For all the people who have taken this pandemic seriously, there has been enough sheer indifference among the populace and government to create a gravity well from which we have yet to escape.
Whatever the new normal turns out to be, it will do its thing without my participation.
“I hope I’m wrong this time,” immunologist and professor at Georgetown University Medical Center’s Department of Medicine Dr. Mark Dybul told Deseret News, “but I think by March, April, May, we will have a fully vaccine-resistant variant. There’s simply no way you can have such low rates of vaccination around the world with the virus ping-ponging between vaccinated and unvaccinated people. I’m an immunologist. The probability of us seeing a vaccine-resistant strain is very high.”

[Collected data entries]
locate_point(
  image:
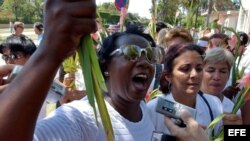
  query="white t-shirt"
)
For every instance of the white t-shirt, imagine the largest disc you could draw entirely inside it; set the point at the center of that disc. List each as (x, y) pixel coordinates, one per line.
(202, 115)
(75, 121)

Work task: Reproduce the full pandemic excerpt word for word, with nothing left out or changed.

Written response:
For all the people who have taken this pandemic seriously, there has been enough sheer indifference among the populace and government to create a gravity well from which we have yet to escape.
Whatever the new normal turns out to be, it will do its thing without my participation.
“I hope I’m wrong this time,” immunologist and professor at Georgetown University Medical Center’s Department of Medicine Dr. Mark Dybul told Deseret News, “but I think by March, April, May, we will have a fully vaccine-resistant variant. There’s simply no way you can have such low rates of vaccination around the world with the virus ping-ponging between vaccinated and unvaccinated people. I’m an immunologist. The probability of us seeing a vaccine-resistant strain is very high.”